## TASK BRIEF
Extract every line of the records that contains the string "target", treating uppercase and lowercase letters as distinct.

## DATASET ROWS
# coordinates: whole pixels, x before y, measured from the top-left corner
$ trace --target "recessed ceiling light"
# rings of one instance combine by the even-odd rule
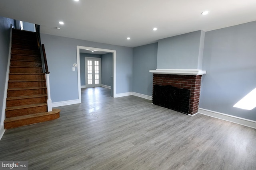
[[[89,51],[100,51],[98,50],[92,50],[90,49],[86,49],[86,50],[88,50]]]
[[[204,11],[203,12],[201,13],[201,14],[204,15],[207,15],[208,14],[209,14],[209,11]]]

...

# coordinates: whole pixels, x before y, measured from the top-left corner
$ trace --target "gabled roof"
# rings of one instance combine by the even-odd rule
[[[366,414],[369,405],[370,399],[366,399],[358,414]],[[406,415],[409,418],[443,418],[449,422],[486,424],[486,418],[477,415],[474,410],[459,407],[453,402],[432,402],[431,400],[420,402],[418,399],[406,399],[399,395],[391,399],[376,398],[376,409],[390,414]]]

## ANSWER TO THIS PROBLEM
$ trace --target "recessed ceiling light"
$ trace --target "gabled roof"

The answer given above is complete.